-- Aufgaben zum Text --
1. Geben Sie aus dem Textauszug den Abschnitt von „Es gibt in der“ bis einschließlich „exakter Chronologie zusammen.“ wortgetreu wieder.
2. Führen Sie den Text über das Memoirenschreiben in der Familie der Mutter im Anschluss an seinen letzten Satz weiter.

-- Textauszug --
###

Es gibt in der Familie meiner Mutter eine Neigung, Memoiren zu schreiben. Überliefert sind nicht nur die Memoiren meines Urgroßvaters, der in trockenen Worten sein Leben als Landpfarrer beschrieben hat und Gemeindequerelen vor dem Leser ausbreitet, die heute weder nachvollziehbar noch besonders interessant sind. Mein Großvater hat die Memoirenschreiberei auf das Kapitel seines Lebens beschränkt, in dem er Pfarrer der bekennenden Kirche in Fehrbellin war. Diese Memoiren sind nicht viel mehr als zehn Seiten schwer und fassen knapp und in einer Manier, die an Herbert Wehners Erinnerungen erinnert, die wichtigen Momente dieser politischen Phase seines Lebens in exakter Chronologie zusammen.

###

Gespeicherte Dateneinträge:

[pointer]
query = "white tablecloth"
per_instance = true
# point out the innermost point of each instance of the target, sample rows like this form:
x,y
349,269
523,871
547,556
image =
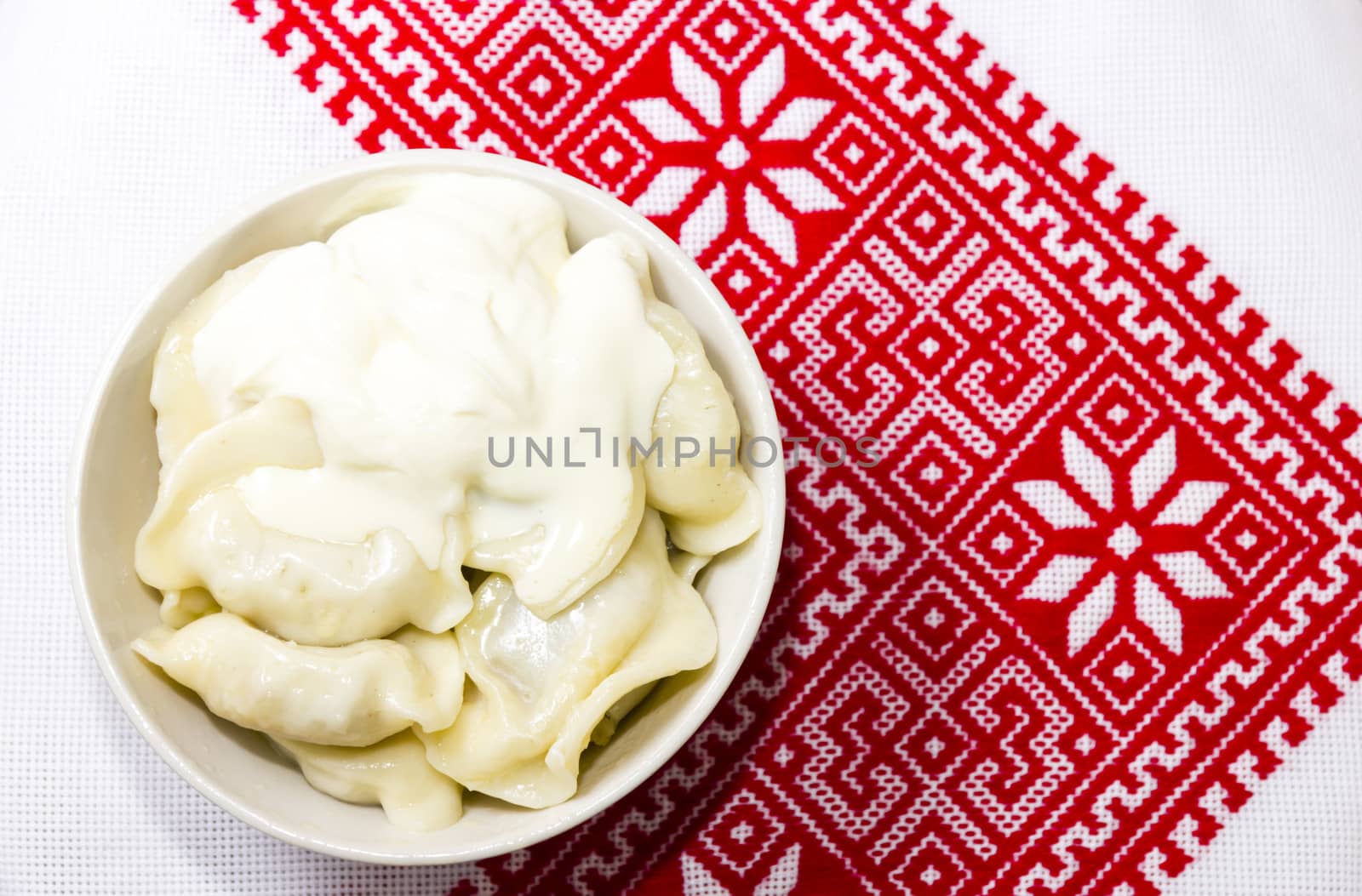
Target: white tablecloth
x,y
127,128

###

-- Gelöste Aufgaben --
1.
Es gibt in der Familie meiner Mutter eine Neigung, Memoiren zu schreiben. Überliefert sind nicht nur die Memoiren meines Urgroßvaters, der in trockenen Worten sein Leben als Landpfarrer beschrieben hat und Gemeindequerelen vor dem Leser ausbreitet, die heute weder nachvollziehbar noch besonders interessant sind. Mein Großvater hat die Memoirenschreiberei auf das Kapitel seines Lebens beschränkt, in dem er Pfarrer der bekennenden Kirche in Fehrbellin war. Diese Memoiren sind nicht viel mehr als zehn Seiten schwer und fassen knapp und in einer Manier, die an Herbert Wehners Erinnerungen erinnert, die wichtigen Momente dieser politischen Phase seines Lebens in exakter Chronologie zusammen.

2.
Meine Tante hat Memoiren zu ihrer Kindheit als Tochter dieses Pfarrers geschrieben, sowie einen zweiten Band, der sich mit ihrem Werdegang als bildende Künstlerin befasst. So spannend der erste Band zu lesen ist, so wenig packt der zweite, weil man hier vor allem ein Gefühl nicht los wird, das schnell die Lektüre von Memoiren begleitet, sobald sie das Fahrwasser gesellschaftlich relevanter Themenbereiche verlassen, dass hier nämlich jemand sich ernster nimmt, als es noch witzig ist.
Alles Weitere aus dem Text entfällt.